INSTRUCTIONS TO FOLLOW:
Transcribe the line containing "Query: brown mud streak" and every line after it, exactly, through the end of the records.
STORED DATA Block Start
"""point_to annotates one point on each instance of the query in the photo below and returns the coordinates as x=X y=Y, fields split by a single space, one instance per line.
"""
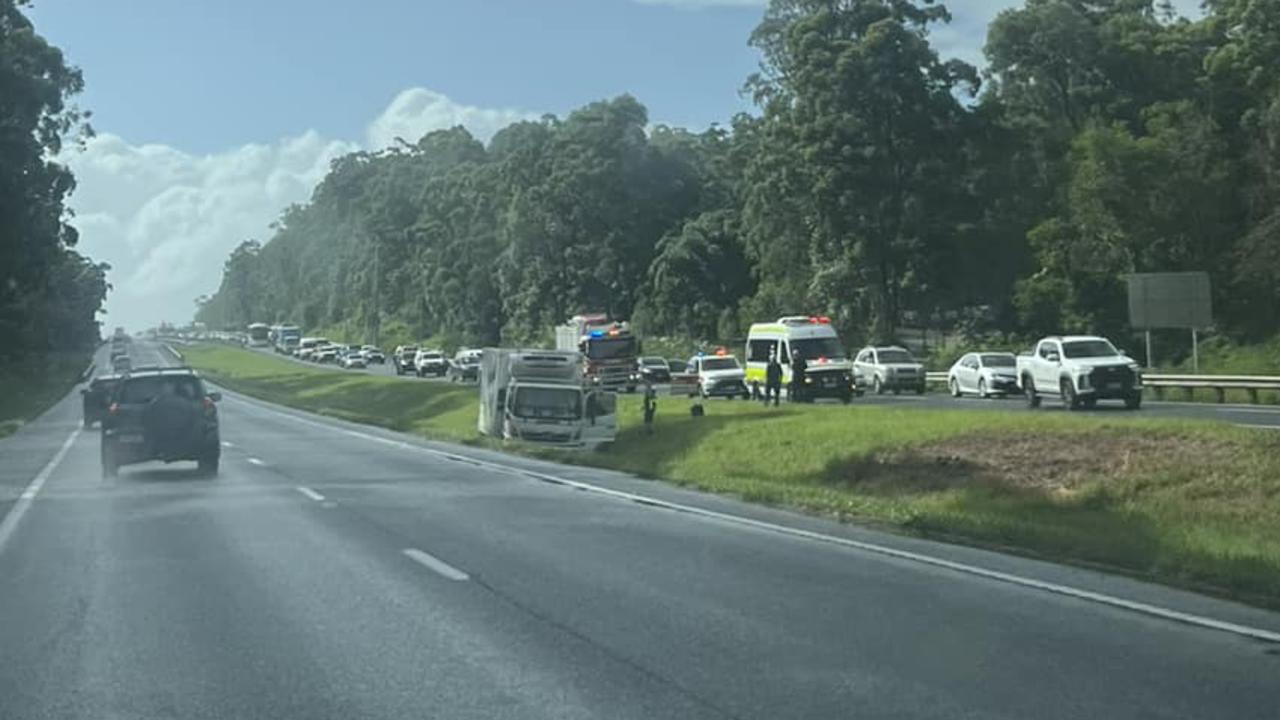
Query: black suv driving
x=160 y=414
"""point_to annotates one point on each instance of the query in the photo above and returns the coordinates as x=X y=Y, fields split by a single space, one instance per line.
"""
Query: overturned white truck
x=542 y=396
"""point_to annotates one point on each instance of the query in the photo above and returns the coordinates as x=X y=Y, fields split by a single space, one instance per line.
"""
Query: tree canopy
x=49 y=294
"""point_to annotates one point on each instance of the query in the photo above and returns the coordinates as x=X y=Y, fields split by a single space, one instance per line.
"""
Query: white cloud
x=417 y=110
x=167 y=219
x=705 y=3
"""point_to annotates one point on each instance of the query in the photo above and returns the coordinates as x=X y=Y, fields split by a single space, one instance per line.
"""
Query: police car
x=718 y=376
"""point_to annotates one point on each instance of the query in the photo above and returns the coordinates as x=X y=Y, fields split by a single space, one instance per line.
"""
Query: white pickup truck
x=1080 y=370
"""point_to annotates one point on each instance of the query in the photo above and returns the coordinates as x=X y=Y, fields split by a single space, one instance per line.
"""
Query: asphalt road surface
x=333 y=570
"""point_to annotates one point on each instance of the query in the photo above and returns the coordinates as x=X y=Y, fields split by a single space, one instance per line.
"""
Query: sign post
x=1170 y=300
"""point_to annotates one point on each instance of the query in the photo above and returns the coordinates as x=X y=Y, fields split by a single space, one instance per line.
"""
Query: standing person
x=773 y=379
x=798 y=376
x=650 y=406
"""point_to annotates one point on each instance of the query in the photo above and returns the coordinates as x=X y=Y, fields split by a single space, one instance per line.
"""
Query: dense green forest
x=877 y=182
x=49 y=294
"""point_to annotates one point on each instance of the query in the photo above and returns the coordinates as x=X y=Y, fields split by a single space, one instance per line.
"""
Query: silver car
x=983 y=374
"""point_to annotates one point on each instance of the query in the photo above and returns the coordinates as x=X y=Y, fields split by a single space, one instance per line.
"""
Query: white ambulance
x=828 y=372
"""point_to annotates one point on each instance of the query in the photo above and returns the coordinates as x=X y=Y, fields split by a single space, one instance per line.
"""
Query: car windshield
x=814 y=347
x=1078 y=349
x=721 y=364
x=611 y=347
x=895 y=356
x=547 y=402
x=145 y=390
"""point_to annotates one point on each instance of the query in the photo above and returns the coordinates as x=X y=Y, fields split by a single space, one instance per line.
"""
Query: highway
x=1264 y=417
x=334 y=570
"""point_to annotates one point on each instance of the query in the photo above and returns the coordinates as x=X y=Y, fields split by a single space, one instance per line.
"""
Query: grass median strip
x=1189 y=502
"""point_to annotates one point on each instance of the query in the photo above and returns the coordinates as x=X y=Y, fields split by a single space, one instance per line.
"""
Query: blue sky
x=214 y=115
x=204 y=76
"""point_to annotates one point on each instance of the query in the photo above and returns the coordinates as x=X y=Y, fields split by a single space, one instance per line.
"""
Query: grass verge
x=1187 y=502
x=31 y=384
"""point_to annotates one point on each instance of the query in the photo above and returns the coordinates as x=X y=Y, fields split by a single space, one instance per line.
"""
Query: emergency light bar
x=804 y=320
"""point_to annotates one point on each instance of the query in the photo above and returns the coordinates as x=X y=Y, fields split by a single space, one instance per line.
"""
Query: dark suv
x=160 y=414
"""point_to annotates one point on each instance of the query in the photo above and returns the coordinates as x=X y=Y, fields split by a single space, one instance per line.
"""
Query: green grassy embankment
x=32 y=384
x=1191 y=504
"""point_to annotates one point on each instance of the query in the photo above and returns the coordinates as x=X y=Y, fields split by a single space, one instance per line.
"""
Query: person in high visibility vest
x=773 y=379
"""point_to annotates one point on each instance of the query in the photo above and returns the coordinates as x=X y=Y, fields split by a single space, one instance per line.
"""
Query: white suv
x=888 y=368
x=430 y=363
x=1080 y=370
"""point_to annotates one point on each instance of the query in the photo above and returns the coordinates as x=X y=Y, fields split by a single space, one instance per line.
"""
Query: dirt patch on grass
x=1054 y=464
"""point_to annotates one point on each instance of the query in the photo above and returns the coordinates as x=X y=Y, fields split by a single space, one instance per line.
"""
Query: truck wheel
x=1070 y=400
x=1029 y=391
x=208 y=465
x=110 y=466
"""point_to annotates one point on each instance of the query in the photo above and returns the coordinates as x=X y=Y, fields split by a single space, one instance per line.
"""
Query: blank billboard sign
x=1170 y=300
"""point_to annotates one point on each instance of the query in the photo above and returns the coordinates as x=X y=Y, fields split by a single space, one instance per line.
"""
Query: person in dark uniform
x=650 y=406
x=773 y=379
x=798 y=374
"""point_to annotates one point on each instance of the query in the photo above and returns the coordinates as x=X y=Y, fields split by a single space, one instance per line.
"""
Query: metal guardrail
x=1159 y=383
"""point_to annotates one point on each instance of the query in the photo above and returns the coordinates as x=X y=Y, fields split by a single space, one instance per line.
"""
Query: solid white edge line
x=435 y=564
x=310 y=493
x=10 y=522
x=1101 y=598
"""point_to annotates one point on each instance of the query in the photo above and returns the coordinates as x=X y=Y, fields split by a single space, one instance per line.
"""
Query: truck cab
x=1080 y=370
x=607 y=347
x=543 y=397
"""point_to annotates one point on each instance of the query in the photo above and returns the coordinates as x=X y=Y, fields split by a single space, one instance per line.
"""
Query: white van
x=828 y=373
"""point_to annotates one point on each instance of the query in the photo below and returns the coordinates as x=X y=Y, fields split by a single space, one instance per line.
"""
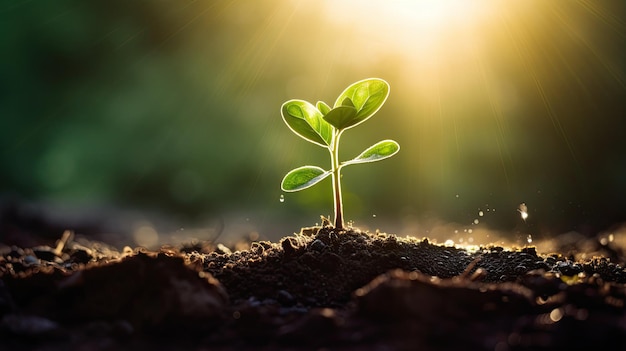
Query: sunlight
x=399 y=20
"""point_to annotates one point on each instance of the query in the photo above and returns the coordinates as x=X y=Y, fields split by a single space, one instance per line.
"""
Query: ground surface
x=318 y=289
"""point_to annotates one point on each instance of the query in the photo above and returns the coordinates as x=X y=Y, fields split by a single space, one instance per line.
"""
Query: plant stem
x=336 y=178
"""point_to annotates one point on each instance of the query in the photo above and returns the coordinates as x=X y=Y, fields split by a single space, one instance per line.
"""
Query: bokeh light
x=174 y=106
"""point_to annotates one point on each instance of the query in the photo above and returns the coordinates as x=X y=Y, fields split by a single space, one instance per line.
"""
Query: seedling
x=323 y=126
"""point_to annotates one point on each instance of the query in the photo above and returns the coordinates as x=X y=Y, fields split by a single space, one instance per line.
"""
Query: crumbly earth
x=319 y=289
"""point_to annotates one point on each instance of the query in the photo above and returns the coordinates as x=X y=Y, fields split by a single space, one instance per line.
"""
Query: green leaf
x=302 y=178
x=307 y=121
x=367 y=96
x=341 y=117
x=379 y=151
x=323 y=107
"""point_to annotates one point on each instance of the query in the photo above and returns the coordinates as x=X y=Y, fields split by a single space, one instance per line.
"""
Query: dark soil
x=320 y=289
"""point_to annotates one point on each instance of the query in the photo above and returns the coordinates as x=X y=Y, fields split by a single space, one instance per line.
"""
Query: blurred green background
x=173 y=106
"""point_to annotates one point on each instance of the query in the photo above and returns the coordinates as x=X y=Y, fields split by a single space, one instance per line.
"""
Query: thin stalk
x=336 y=179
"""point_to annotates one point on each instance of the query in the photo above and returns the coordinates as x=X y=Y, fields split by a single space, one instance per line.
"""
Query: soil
x=319 y=289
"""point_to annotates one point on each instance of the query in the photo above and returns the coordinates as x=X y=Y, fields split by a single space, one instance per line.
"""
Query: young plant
x=323 y=126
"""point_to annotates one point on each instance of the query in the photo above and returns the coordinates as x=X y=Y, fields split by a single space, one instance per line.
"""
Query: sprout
x=323 y=126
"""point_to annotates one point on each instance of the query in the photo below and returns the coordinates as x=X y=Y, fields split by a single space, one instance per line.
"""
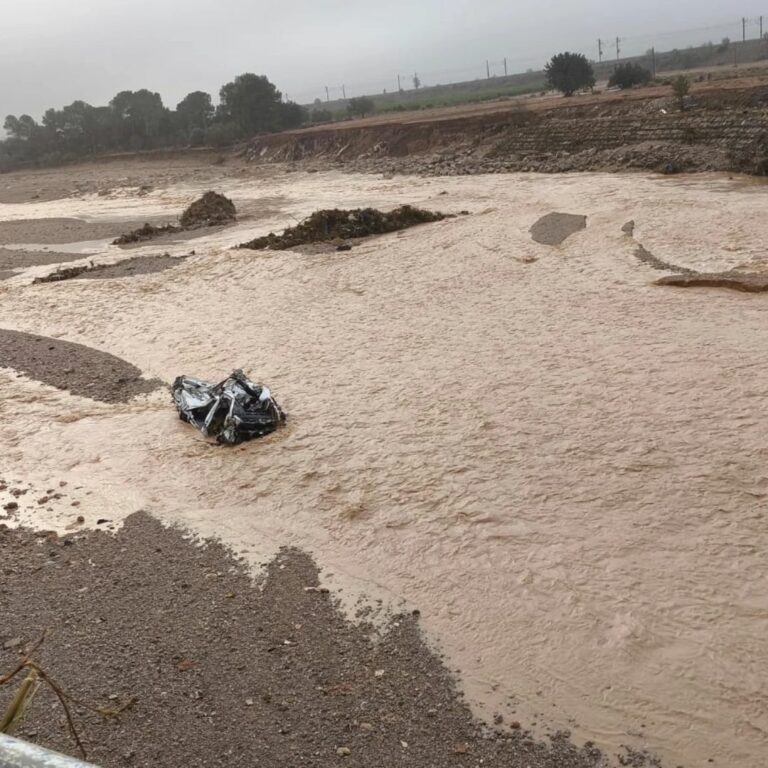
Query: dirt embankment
x=720 y=130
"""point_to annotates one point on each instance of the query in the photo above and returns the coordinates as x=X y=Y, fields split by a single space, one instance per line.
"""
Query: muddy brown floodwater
x=559 y=463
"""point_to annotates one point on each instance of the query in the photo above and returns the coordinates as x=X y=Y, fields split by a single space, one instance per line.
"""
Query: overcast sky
x=53 y=52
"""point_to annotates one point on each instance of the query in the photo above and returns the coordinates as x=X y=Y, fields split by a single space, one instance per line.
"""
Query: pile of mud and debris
x=211 y=210
x=338 y=226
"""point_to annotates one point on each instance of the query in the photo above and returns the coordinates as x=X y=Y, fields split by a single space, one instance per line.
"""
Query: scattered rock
x=556 y=228
x=92 y=373
x=212 y=209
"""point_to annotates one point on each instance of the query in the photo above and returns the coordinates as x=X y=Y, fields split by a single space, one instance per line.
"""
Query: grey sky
x=55 y=51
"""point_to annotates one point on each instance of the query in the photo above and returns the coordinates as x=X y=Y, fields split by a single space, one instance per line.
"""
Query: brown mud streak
x=737 y=281
x=140 y=265
x=79 y=369
x=222 y=670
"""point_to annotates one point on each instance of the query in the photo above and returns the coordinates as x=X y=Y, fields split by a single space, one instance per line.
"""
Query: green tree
x=292 y=115
x=20 y=127
x=195 y=110
x=361 y=106
x=680 y=87
x=142 y=117
x=629 y=75
x=569 y=72
x=251 y=103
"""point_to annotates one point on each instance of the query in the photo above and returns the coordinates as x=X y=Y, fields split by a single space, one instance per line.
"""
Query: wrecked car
x=232 y=411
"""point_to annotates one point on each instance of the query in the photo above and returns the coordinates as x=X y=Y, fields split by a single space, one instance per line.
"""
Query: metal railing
x=15 y=753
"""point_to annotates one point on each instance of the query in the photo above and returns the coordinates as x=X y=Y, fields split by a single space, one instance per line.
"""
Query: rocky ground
x=216 y=670
x=74 y=367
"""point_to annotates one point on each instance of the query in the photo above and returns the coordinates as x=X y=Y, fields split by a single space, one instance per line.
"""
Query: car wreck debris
x=232 y=412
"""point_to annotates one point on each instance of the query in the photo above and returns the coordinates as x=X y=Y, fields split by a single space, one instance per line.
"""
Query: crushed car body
x=232 y=412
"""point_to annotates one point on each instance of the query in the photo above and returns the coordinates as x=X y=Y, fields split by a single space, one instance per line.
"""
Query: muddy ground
x=722 y=128
x=81 y=370
x=222 y=671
STORED DATA Block End
WRITTEN RESPONSE:
Query: brown mud streak
x=737 y=281
x=140 y=265
x=79 y=369
x=222 y=670
"""point_to annotates one point on each instance of the query in the photo above and returns the coordinates as x=X y=Y, fields split by a single space, one instance per line.
"""
Query: green tree
x=292 y=115
x=20 y=127
x=195 y=110
x=361 y=106
x=680 y=87
x=142 y=117
x=629 y=75
x=569 y=72
x=251 y=103
"""point_to annotates one point on each instance of the query in the photo above and returns the coordinates as x=X y=Y, fields split by a single space, one instance per line.
"""
Query: wrecked car
x=232 y=411
"""point_to annotates one point on each instance of the query in the photo above and returns the coordinates as x=X y=Y, fields split by a single space, one instance per line.
"""
Query: metal railing
x=15 y=753
"""point_to annotates one point on each instance of the query in the photo above and returns the coordinates as x=X y=Y, fields split by a single space, one instance per line.
"""
Query: rocky ground
x=216 y=670
x=74 y=367
"""point_to annotates one point on each instance of the query in the photo above and returns the coordinates as x=X y=Y, fields split by a single space, one instance per line.
"""
Query: car wreck debris
x=232 y=412
"""point_to annotates one point on each instance of the query in the photo above and returns the coordinates as x=X y=Y, fields split by a single space, one instance per line.
"""
Query: crushed car body
x=232 y=412
"""point_to annotates one point on each instance of the query in the photo above and returns the coordinates as x=X y=Y, fields split by a single space, one instance per line.
"""
Query: muddy ground
x=722 y=128
x=81 y=370
x=222 y=671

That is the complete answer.